WHAT TO PRODUCE -
Quote every line as given.

MATERIAL PROVIDED -
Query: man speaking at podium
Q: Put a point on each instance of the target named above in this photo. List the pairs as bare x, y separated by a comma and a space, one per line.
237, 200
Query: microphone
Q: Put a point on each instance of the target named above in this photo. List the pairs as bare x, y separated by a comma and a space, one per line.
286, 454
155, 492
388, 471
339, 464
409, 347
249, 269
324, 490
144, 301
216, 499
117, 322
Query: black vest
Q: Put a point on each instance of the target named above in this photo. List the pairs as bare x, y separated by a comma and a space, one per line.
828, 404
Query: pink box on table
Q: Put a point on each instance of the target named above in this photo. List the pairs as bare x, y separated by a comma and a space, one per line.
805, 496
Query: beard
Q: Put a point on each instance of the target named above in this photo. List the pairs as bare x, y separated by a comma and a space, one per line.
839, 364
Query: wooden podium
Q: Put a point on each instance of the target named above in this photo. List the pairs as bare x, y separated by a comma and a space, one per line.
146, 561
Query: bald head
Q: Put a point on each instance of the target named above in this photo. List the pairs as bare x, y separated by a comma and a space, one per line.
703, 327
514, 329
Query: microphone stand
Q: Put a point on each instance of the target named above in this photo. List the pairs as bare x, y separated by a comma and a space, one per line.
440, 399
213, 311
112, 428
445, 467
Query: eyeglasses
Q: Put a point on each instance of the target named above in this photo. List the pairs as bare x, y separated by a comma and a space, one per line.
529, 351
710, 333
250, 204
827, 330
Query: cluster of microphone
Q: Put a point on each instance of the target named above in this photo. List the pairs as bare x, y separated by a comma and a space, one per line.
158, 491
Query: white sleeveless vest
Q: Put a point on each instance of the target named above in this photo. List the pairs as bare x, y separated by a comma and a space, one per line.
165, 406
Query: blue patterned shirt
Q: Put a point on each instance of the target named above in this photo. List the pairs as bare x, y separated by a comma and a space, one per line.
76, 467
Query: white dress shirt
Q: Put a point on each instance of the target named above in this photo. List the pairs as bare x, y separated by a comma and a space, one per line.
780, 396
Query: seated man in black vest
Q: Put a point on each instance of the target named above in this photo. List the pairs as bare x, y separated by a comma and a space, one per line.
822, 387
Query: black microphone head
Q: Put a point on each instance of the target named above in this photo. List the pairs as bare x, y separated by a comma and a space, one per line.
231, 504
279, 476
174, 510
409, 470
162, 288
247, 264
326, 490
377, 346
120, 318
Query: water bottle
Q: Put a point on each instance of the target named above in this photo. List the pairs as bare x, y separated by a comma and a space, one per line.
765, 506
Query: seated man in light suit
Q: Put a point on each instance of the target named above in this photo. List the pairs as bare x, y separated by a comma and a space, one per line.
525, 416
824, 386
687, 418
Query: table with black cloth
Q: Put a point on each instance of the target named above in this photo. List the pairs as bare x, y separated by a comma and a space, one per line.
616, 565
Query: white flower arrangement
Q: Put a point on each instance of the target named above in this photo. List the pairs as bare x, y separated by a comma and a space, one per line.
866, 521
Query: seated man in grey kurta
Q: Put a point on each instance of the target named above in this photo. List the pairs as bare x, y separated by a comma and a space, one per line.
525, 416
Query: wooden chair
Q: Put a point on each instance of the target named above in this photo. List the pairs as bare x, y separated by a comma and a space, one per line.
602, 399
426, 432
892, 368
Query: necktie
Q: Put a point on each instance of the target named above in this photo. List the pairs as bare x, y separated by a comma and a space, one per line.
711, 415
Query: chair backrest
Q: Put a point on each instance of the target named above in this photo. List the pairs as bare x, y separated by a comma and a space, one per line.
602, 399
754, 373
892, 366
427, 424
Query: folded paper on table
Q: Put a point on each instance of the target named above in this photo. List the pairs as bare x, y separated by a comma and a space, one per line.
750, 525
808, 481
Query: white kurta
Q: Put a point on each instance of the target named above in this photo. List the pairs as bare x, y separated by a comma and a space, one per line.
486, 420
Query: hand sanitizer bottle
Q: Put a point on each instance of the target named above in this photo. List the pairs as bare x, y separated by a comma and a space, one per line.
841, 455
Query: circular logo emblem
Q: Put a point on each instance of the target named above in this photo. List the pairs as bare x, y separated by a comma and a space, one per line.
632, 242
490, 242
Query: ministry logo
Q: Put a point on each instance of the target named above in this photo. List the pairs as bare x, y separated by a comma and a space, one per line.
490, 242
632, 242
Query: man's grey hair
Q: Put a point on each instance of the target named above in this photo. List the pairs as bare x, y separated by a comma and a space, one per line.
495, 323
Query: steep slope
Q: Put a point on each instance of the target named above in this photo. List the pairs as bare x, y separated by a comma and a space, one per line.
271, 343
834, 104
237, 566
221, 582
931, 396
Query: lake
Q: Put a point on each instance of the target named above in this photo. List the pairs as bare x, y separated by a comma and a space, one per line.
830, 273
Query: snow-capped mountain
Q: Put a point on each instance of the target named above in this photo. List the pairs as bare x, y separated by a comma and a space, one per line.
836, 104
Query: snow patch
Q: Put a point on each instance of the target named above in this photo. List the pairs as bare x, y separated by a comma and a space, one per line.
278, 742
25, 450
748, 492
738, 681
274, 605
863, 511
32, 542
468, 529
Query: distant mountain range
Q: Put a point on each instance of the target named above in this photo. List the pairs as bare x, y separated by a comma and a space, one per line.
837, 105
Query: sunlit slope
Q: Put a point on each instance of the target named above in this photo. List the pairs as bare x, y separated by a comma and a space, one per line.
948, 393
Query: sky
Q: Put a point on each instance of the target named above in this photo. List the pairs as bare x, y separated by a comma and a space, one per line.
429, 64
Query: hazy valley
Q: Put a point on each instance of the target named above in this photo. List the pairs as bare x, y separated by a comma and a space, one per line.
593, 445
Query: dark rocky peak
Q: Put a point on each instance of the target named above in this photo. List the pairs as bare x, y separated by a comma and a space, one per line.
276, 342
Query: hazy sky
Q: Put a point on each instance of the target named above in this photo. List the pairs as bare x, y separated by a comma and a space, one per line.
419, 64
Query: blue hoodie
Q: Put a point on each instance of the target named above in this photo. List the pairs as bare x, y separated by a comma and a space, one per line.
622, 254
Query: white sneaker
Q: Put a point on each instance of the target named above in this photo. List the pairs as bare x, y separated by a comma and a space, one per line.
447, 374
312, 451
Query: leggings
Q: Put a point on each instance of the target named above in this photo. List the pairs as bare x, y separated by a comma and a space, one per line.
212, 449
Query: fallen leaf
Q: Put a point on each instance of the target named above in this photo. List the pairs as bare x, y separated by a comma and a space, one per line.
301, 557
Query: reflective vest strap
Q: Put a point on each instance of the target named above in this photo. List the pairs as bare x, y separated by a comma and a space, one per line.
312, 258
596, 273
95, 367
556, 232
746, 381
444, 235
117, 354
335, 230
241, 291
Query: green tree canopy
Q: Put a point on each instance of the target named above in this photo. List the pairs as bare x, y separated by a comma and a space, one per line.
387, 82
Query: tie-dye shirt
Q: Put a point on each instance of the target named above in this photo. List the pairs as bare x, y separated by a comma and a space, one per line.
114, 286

SOLVED EXERCISE -
Query: man speaking at podium
Q: Put a point on each instance of the target named above in this photo. List the pairs as bare x, y separated by a comma and a space, one per line.
237, 200
Query: microphone
Q: Put a point on each instance of the target named above in this photo. List the pairs as bare x, y separated by a comma and a space, one per line.
286, 454
155, 492
388, 471
339, 464
409, 347
249, 269
324, 490
144, 301
216, 499
117, 322
Query: black vest
Q: Put a point on each instance of the target named above in this photo. List the pairs as bare x, y separated by a comma and a space, one per line.
828, 404
Query: pink box on table
Q: Put a point on each instance of the target named above in this photo. List the pairs as bare x, y separated by a comma and a space, one per line.
805, 496
Query: beard
Q: Put a point on each instance of the target named above in this photo. List the pairs as bare x, y separated by a comma and a space, one per line.
839, 364
Query: wooden podium
Q: Put a point on each instance of the target named above in this photo. List the pairs as bare x, y separated by a comma and a space, one per line.
146, 561
Query: bald head
Q: Put a point on each instance of the target named above in this photo. List the pairs as bare x, y separated by a comma and a space, one per line.
703, 327
514, 329
Query: microphone stand
Q: Put a point on each instance of the target named above in this photo. List the pairs as bare x, y separated by a comma and a space, one per line.
440, 399
213, 311
112, 428
445, 467
Query: eyeglasses
Q: Put a point on each instance of the target named above in this photo. List the pairs as bare x, y separated by a comma and a space, one per line.
529, 351
710, 333
250, 204
827, 330
Query: cluster of microphone
Q: Put a point on each instance of the target named above in this photo. List the pairs as bare x, y separated by a comma and a space, one per line.
158, 491
Query: white sleeveless vest
Q: Put a point on each instance of the target named above in this photo. List the pairs as bare x, y separated by a comma and a space, one per line.
165, 406
Query: blue patterned shirt
Q: Put a point on each instance of the target named above in this photo. List the pairs as bare x, y separated by a comma and a space, one per line.
76, 467
Query: white dress shirt
Q: Put a point on each instance of the target named above in this photo. List the pairs as bare x, y separated by a comma and a space, one per line.
780, 396
Query: seated man in black vest
Q: Put a point on each instance of the target named above in this photo. List the pairs as bare x, y separated by a comma and a space, one per line.
822, 387
Query: black microphone head
Q: Put a point on each instance of the target named above in this photo. List the pairs as bare x, y separated by a comma and a space, one per line.
231, 504
279, 476
174, 510
409, 470
162, 288
247, 264
326, 490
377, 346
120, 318
Query: water bottle
Q: Put a point on each instance of the target named above in this photo. List the pairs as bare x, y separated by a comma and a space, one per line.
765, 506
Query: seated man in light suit
Q: Put a point on each instance of the target named above in this photo. List the pairs as bare x, y separated by a comma and a space, one per line.
525, 416
824, 386
687, 418
Query: table with black cloth
Q: Put a point on each instance of the target named above in this photo. List the pairs as bare x, y separated by a comma and a space, one per line.
616, 565
Query: white flower arrangement
Q: Put a point on each instance of the target named above in this photo. List the pairs as bare x, y separated by a comma and a space, one per line.
866, 521
Query: seated man in grey kurta
Q: Put a point on each instance of the target named above in this photo. List the pairs as bare x, y separated by a comma and a space, one per line.
525, 416
Query: wooden chair
Q: Put a point on each instance of the target named above in this photo. List the pairs as bare x, y separated by a comma and a space, one per line.
602, 399
426, 432
892, 368
Query: necktie
Q: Put a point on each instance of the target named above in this photo. List the pairs as bare x, y separated by a comma and a space, one per line.
711, 415
Query: chair backrest
Q: Put a point on each instance of the target named above in this photo. List the pairs as bare x, y separated by a comma and a space, one per line.
602, 399
754, 373
892, 366
427, 424
Query: folded paper on table
Q: Put a point on each instance of the target named above in this photo. List the pairs as bare x, y separated by a comma and a space, one per line.
750, 525
808, 481
Query: white kurta
Q: Put a point on each instance of the target named above in this photo. List the pairs as bare x, y separated by a comma and a space, one per line.
486, 420
Query: hand sanitizer bottle
Q: Put a point on each instance of the target named above in this photo. List the pairs as bare x, y separated by a comma and a space, one per line.
841, 455
Query: circular logo emblem
Q: Put a point on each instance of the target named above in this photo. List the pairs as bare x, y separated by a comma and a space, one per line.
632, 242
490, 242
Query: ministry logo
Q: Put a point on each instance of the target named above in this photo. List the pairs as bare x, y separated by a comma and a space, one per line.
490, 242
632, 242
Query: man's grey hair
Q: Put a point on each instance of the target named above in this photo. List the pairs as bare x, y separated by a comma and a space, one per line.
495, 323
Query: steep slope
Q: Put a point on each instance of the target named above in this photo. List the pairs as bare x, y separated by a comma and a space, one per line.
271, 343
834, 104
237, 566
221, 582
931, 396
Query: lake
Q: Put a point on each instance of the target named above in this photo. List the pairs as bare x, y separated by a comma and a space, one per line.
830, 273
Query: snow-capped mountain
Q: Put a point on each instance of the target named above in this photo. List the pairs as bare x, y separated by a comma and a space, one per line.
836, 104
Query: snow patch
Q: Put a point on each instance of the target named above in this photo. List the pairs as bare x, y separated by a comma and a space, one per line.
278, 742
25, 450
748, 492
738, 681
274, 605
863, 511
32, 542
468, 529
Query: distant mountain range
Q: Put a point on each instance of the target named above in this photo. List the pairs as bare x, y separated by a comma and a space, one per line.
837, 105
Query: sunlit slope
Q: Put a point on each instance of the target named above in this photo. List the pairs as bare x, y separated by a comma and a space, one per line.
948, 393
Query: sky
Q: Put a point on each instance of the target named above in this photo. List the pairs as bare x, y separated by a comma and a space, one per line.
429, 64
Query: hazy valley
Q: Put a point on each instance of the target named above in this photo. List the pairs as bare x, y separated by a comma and a space, one per line.
593, 445
Query: dark rocky peak
Q: Put a point on each instance of the target named above in this photo. List the pairs as bare x, y separated by a comma and a space, one per line.
276, 342
Query: hazy sky
Q: Put a point on each instance of the target named above in this photo. List the pairs as bare x, y separated by a comma and a space, one per line.
419, 64
Query: blue hoodie
Q: Put a point on each instance of the target named above in this photo. List the pairs as bare x, y separated by a comma and a space, one per line.
622, 254
Query: white sneaker
Q: Put a point on each instance of the target named above in this photo. List the pairs as bare x, y separated by a comma and a space, one per line.
447, 374
312, 451
Query: leggings
Q: Put a point on each instance of the target named above in this photo. List the pairs as bare x, y separated by a comma and a space, one per line.
212, 449
Query: fallen leaf
Q: Put a point on each instance of the target named above in this photo. List the pairs as bare x, y separated by a comma and a space, one per line.
301, 557
Query: reflective vest strap
Q: Put a point on each instance of the target named above in this photo. List the pairs as bare x, y separated by a comma and a space, one per line.
312, 258
596, 273
95, 367
556, 232
746, 381
444, 235
117, 354
335, 230
241, 291
Query: green tree canopy
Q: Put a point on each instance of the target named above in this photo. List the pairs as bare x, y separated by a comma and a space, one per line.
387, 82
Query: tie-dye shirt
Q: Put a point on each instance of the target named above in this photo. List the pairs as bare x, y separated by a comma and a space, one per line.
114, 286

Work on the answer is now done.